DIRECTIONS FOR THIS TASK — Return exactly the lines of the data below, from the one that contains "Practice. Pick out the rock" through the final line, and leave out every picture.

━━━ RECORD EXCERPTS

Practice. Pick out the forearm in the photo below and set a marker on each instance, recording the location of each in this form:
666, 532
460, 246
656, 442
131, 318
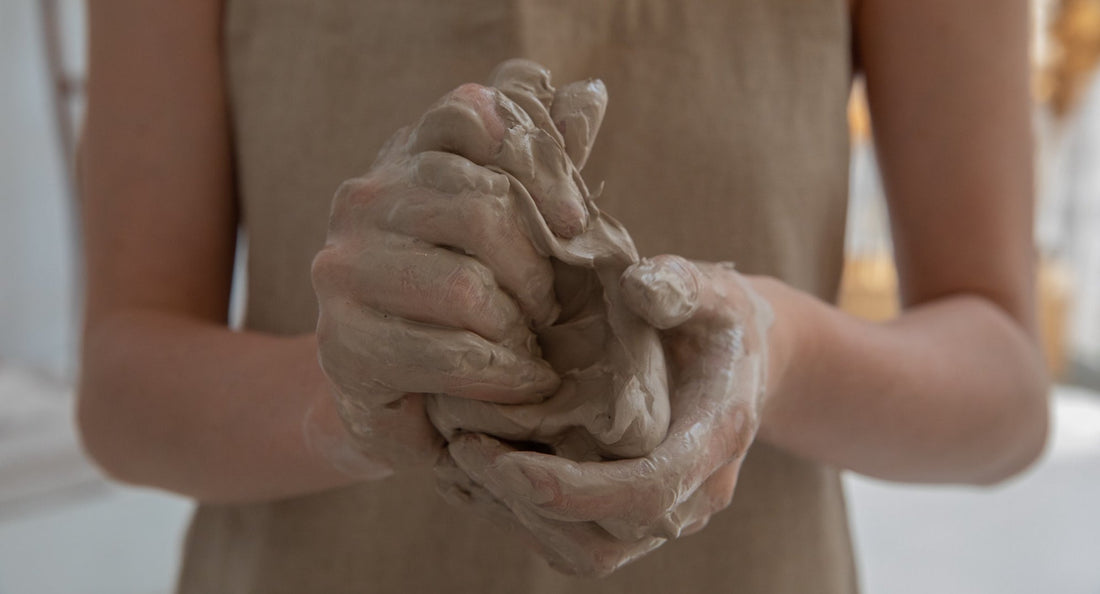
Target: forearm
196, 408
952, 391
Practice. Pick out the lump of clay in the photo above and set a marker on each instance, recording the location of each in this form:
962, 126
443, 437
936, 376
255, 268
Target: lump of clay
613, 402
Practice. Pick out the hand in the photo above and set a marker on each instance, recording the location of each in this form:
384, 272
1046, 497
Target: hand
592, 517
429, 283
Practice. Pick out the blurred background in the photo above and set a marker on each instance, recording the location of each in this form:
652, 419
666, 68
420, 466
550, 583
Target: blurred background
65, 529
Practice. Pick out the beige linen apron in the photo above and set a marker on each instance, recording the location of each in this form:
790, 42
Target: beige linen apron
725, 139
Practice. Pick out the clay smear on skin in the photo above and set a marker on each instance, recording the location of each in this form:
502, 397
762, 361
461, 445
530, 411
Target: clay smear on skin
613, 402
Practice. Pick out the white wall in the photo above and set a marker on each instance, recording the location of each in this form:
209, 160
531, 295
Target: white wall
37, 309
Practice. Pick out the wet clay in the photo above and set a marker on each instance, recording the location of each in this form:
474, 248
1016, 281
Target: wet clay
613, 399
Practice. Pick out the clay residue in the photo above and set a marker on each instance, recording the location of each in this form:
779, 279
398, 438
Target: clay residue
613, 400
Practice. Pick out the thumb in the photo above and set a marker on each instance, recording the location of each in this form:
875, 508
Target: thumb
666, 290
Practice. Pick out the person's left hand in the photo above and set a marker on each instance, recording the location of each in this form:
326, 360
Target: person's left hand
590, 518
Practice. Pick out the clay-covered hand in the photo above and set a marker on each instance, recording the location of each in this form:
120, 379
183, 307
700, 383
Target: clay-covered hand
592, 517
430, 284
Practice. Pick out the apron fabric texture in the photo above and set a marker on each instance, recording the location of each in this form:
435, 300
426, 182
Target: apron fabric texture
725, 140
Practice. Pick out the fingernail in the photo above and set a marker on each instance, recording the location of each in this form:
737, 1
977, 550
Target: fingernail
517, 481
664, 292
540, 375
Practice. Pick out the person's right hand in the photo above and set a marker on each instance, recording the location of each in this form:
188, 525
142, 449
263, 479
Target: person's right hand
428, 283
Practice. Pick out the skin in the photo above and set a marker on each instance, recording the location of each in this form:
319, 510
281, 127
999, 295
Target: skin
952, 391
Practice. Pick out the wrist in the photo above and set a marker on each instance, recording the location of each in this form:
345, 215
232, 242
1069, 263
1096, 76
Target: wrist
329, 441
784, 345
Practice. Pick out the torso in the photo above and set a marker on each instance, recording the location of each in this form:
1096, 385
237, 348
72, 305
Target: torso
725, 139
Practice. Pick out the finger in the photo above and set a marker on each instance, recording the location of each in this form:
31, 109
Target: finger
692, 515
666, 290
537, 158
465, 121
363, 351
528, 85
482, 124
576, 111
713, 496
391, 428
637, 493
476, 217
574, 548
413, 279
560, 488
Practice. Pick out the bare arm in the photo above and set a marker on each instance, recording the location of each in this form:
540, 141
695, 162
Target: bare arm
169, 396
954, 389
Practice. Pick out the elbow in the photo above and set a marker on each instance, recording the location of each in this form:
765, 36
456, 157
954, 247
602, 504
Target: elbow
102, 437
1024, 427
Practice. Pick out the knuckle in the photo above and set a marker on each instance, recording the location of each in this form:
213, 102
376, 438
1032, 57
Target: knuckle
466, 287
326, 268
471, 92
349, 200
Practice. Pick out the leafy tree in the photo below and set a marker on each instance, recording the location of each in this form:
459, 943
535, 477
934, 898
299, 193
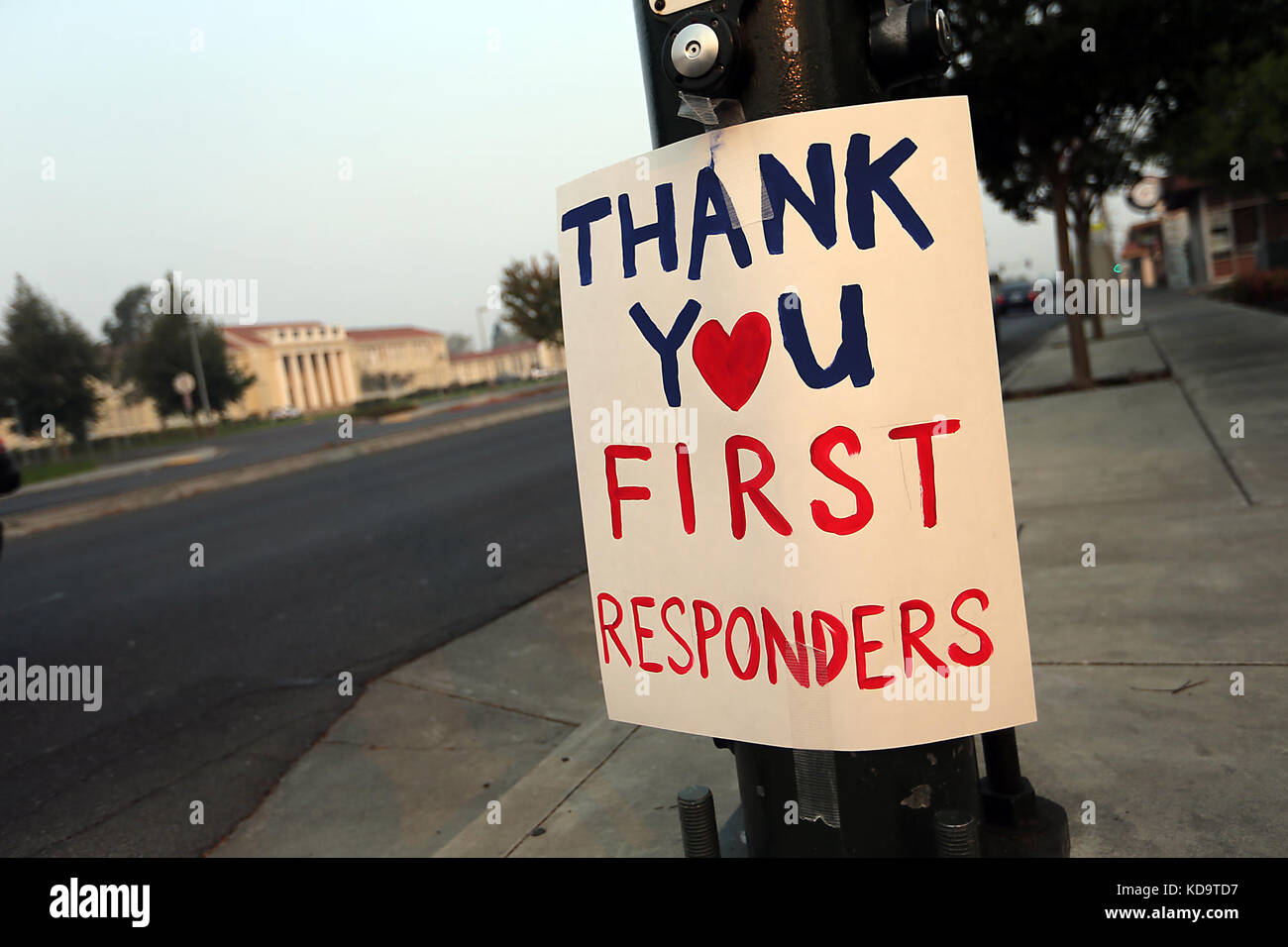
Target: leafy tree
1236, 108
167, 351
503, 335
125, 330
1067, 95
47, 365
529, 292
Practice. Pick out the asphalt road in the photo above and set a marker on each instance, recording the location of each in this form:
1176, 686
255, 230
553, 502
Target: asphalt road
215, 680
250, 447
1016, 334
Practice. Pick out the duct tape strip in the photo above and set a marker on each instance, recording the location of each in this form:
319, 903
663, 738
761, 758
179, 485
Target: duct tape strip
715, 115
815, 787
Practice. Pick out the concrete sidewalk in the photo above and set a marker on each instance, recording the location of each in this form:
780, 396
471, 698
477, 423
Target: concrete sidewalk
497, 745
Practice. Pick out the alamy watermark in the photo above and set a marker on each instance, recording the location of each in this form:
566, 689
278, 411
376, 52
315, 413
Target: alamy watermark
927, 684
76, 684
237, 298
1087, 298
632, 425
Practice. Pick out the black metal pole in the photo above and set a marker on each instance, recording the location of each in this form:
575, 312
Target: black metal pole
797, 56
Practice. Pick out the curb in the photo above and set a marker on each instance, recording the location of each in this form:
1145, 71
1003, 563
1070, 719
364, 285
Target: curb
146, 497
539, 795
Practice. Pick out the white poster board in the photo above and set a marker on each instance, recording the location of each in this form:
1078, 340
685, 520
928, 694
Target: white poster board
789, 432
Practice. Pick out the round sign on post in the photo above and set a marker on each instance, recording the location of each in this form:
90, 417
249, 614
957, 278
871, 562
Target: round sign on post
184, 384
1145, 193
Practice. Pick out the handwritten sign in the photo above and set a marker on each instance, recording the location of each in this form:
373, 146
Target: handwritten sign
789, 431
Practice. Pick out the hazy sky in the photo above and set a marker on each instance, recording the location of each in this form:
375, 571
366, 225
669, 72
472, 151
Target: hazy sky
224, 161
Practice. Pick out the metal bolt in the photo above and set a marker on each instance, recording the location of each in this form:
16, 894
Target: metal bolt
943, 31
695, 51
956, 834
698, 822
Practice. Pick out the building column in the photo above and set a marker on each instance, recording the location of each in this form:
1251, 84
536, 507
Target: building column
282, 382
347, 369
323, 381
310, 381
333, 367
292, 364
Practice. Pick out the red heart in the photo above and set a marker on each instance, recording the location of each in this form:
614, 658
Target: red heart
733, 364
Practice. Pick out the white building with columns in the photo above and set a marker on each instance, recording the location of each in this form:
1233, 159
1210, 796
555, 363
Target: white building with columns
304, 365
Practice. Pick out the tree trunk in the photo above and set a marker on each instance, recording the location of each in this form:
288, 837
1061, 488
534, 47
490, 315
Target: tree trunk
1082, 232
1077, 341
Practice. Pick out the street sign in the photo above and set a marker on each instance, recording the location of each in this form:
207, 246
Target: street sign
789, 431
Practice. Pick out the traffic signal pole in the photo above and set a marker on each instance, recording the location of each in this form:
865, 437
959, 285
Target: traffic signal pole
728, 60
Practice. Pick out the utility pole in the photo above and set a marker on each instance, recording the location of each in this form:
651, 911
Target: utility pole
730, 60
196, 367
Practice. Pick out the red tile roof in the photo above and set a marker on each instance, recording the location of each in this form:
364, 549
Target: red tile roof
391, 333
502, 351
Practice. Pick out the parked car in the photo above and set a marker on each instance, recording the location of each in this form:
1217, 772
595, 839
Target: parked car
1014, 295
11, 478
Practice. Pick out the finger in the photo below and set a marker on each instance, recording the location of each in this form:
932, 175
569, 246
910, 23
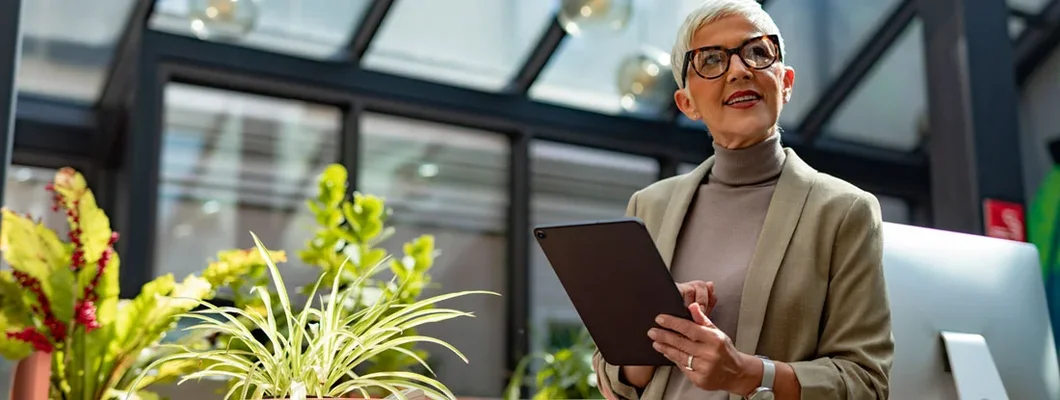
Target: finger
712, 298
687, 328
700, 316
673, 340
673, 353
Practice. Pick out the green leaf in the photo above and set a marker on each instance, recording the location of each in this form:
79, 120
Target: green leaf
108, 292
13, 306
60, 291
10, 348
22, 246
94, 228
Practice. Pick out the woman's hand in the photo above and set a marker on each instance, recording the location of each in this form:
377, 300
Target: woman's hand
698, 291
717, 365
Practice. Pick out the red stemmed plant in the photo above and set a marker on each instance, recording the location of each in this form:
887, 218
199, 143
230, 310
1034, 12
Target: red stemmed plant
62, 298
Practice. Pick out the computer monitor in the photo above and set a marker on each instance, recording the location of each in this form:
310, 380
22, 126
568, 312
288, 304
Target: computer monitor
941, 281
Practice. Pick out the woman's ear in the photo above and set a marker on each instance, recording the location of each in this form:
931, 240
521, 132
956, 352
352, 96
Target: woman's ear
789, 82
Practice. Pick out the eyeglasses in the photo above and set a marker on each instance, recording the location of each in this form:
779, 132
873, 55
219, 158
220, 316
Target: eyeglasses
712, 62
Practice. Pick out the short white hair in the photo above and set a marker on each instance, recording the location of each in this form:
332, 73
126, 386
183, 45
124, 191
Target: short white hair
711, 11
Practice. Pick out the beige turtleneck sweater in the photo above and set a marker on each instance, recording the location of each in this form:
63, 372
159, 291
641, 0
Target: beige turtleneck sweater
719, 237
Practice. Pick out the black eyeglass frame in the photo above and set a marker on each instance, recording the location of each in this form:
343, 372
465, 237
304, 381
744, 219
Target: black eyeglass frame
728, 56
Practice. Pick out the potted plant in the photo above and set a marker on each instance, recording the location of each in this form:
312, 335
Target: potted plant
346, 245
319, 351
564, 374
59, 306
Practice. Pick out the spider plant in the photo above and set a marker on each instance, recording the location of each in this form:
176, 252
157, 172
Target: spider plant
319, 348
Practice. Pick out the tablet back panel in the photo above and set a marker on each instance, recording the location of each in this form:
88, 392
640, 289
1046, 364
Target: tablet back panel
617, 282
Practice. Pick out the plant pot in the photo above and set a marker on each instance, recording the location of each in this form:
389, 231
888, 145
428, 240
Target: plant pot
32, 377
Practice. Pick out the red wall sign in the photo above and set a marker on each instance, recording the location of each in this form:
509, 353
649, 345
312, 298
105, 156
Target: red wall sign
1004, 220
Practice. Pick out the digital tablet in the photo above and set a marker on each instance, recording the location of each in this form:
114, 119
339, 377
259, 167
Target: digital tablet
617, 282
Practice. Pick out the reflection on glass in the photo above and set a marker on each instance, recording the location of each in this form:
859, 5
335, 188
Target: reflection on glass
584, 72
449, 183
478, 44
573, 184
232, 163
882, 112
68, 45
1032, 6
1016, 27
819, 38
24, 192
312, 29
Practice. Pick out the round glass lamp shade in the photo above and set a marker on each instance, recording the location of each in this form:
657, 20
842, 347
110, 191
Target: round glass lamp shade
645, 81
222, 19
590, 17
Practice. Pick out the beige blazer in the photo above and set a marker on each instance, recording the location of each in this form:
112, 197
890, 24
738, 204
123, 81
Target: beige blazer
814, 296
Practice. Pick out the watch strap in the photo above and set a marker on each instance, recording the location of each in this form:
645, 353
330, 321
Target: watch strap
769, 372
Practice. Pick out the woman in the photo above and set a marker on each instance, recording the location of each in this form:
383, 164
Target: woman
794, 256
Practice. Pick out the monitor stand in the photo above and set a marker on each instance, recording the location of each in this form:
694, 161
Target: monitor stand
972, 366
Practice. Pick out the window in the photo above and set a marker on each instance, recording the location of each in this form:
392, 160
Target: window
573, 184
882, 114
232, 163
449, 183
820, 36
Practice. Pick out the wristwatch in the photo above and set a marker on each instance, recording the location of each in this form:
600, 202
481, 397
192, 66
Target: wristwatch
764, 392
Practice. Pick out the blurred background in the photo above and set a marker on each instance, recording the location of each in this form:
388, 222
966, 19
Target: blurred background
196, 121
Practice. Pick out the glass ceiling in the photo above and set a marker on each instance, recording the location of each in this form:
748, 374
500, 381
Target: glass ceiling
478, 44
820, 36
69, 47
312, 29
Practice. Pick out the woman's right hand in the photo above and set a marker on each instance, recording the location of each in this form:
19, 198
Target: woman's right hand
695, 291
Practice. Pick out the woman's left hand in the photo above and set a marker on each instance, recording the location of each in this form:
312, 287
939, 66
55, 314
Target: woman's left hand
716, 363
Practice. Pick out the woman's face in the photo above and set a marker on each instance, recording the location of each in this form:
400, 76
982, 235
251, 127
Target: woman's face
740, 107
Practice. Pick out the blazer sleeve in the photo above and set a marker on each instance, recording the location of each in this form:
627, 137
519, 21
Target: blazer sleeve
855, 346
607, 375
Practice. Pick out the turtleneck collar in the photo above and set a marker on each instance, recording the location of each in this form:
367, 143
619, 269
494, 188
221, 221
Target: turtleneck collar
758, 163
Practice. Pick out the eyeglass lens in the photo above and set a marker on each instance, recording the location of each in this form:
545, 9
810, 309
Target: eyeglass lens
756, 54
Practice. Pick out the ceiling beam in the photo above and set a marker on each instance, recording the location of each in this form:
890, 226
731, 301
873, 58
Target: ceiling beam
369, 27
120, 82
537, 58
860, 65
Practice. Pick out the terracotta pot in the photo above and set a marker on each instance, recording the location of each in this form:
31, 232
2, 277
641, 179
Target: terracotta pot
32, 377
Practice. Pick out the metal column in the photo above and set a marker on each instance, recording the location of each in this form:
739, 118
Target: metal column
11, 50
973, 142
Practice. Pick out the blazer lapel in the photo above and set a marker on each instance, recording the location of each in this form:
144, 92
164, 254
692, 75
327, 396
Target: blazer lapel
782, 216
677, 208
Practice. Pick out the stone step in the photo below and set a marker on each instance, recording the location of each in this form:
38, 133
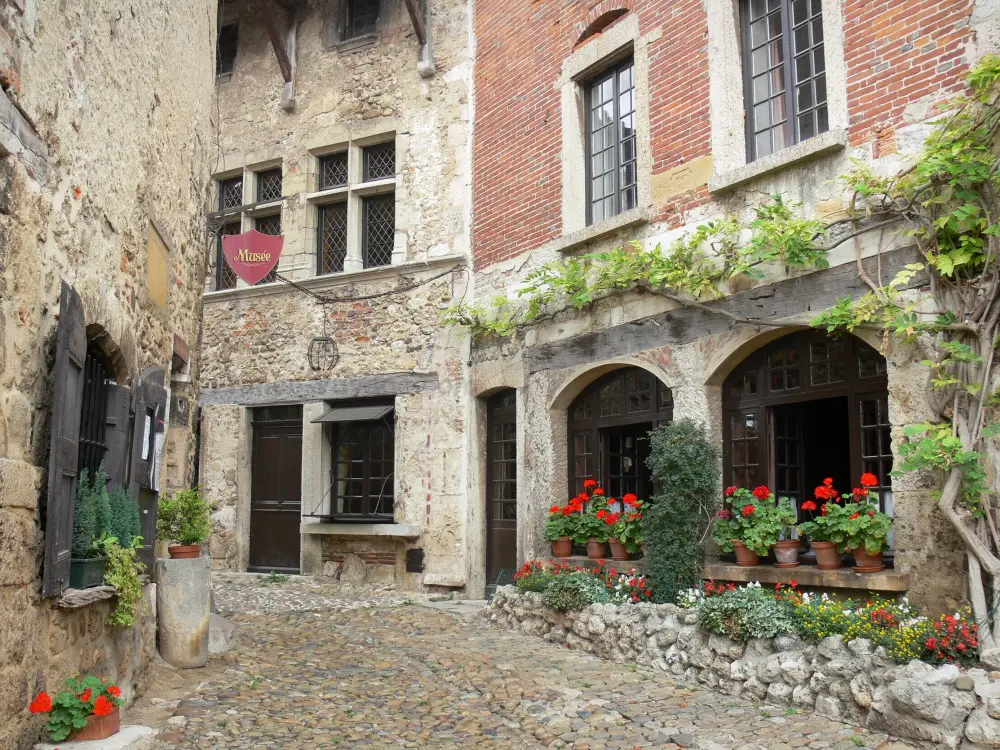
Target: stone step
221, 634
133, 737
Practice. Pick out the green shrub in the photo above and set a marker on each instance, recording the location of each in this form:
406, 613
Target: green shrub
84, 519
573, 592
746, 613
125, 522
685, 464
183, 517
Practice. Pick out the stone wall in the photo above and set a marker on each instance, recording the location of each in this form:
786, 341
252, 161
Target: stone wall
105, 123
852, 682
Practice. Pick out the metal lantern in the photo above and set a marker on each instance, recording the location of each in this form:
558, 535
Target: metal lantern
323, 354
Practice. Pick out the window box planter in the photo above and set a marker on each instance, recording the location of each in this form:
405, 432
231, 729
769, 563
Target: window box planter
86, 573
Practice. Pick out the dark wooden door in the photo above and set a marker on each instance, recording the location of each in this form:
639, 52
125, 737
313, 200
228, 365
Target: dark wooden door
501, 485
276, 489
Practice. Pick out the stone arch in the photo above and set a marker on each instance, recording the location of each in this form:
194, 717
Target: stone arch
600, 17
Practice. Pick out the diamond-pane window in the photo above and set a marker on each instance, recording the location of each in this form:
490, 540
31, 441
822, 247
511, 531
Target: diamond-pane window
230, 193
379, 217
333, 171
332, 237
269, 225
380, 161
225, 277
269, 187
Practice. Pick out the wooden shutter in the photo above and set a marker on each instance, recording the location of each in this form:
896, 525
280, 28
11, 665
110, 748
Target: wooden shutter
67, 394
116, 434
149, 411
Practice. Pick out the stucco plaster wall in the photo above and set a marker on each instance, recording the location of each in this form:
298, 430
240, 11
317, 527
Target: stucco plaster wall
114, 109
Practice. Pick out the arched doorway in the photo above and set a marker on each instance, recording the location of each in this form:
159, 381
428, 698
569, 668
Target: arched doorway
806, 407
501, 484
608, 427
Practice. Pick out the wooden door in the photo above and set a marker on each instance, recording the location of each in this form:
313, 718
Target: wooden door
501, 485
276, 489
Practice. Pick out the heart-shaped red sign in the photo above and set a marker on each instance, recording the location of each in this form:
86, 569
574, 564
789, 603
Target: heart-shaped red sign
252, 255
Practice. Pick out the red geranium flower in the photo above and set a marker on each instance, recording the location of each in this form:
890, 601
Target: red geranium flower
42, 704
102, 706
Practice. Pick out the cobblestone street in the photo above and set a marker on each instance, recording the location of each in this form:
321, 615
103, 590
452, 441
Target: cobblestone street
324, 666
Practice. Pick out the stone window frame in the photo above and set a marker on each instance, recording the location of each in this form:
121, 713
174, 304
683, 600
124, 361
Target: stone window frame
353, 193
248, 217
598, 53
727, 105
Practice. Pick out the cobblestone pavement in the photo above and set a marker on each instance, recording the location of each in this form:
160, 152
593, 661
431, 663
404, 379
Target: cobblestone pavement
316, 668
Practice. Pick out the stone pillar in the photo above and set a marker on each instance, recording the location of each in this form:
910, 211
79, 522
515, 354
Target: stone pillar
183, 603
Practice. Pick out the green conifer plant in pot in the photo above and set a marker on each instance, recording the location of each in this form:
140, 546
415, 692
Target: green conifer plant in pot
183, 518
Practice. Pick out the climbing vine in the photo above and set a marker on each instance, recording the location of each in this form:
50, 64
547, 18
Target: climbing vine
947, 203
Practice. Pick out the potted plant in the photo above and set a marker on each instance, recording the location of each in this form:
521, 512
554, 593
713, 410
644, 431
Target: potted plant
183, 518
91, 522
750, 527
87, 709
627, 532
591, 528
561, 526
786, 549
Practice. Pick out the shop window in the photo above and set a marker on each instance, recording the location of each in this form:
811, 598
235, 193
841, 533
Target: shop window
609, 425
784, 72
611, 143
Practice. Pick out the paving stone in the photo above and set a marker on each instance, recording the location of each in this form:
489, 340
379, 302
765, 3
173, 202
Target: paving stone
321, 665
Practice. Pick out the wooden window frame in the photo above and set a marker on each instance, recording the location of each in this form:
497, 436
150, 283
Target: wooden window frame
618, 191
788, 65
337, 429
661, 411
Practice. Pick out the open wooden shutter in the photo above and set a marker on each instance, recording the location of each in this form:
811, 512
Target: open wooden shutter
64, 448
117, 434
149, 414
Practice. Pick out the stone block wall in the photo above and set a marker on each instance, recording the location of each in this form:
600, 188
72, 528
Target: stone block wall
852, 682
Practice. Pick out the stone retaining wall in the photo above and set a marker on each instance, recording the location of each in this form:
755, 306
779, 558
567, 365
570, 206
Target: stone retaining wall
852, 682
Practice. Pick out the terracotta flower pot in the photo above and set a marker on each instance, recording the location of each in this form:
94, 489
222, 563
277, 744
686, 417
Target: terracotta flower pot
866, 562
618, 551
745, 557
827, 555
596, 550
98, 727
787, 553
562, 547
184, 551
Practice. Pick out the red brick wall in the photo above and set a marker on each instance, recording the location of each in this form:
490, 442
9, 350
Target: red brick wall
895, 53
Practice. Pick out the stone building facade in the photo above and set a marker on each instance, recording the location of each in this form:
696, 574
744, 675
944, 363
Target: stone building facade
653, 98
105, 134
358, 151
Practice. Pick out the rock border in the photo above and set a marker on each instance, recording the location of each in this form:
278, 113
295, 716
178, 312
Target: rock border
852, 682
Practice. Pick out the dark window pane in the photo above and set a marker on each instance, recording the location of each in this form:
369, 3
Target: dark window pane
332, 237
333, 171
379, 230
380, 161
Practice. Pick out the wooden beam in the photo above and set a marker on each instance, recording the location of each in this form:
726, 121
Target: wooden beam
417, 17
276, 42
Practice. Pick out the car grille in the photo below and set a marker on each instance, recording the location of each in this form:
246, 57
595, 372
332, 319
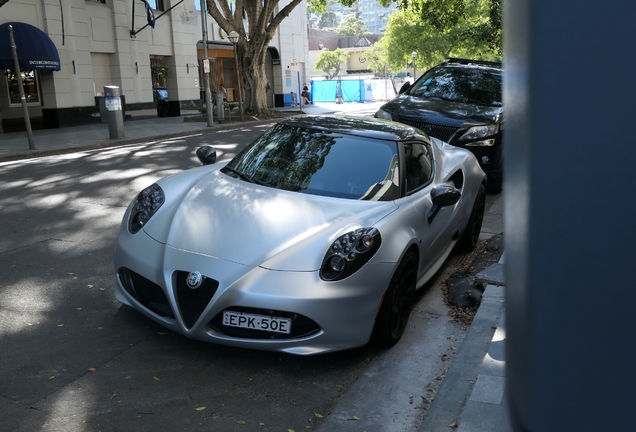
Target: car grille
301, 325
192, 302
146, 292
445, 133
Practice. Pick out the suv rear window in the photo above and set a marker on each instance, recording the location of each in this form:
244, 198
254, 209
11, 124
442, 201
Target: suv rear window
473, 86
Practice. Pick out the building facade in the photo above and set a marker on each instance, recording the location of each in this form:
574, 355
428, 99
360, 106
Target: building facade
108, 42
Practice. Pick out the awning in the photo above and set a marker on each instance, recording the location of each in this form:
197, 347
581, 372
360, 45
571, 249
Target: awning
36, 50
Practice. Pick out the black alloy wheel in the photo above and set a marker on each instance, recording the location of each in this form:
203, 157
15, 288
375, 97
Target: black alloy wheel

━━━━━━

RESULT FOR THIS TASK —
Practice. Pick out the rock border in the photo above and set a marker on each instance, recording the location of each in this form:
278, 113
295, 716
178, 312
Target: rock border
852, 682
Practice. Pick out the dark window pane in the photo above and set a marker on each instance, recording the location of each in this form:
369, 3
Target: dark window pane
332, 237
333, 171
379, 230
380, 161
Practice. Pick out the wooden beam in the photo above and set a marker on each instance, recording the location of each in this form:
726, 121
Target: wooden beam
417, 17
276, 42
Practice. Pick out the car grille in the photo below and set a marker on each instance, recording the location of each in this form:
246, 57
595, 372
332, 319
Target: car grille
301, 325
192, 302
146, 292
445, 133
Practice. Pick out the suv rear window in the photo above and set a marker on each instance, recording the location of each in this form:
244, 198
254, 209
11, 124
442, 201
Target: suv rear window
473, 86
Practice. Pick out the building facade in the photo above and set a marker on each instance, recording the location of each in this form:
574, 355
428, 99
360, 106
Target: building facade
108, 42
Practice. Pick out the awning in the photo above and set a marker on each instance, recording the location of each in this form:
197, 347
581, 372
360, 45
571, 249
Target: awning
36, 50
Practice. Pick out the black alloy wheel in the photo above and set a marker on each instance, recording the location of each in this form:
203, 157
15, 288
375, 97
Target: black alloy wheel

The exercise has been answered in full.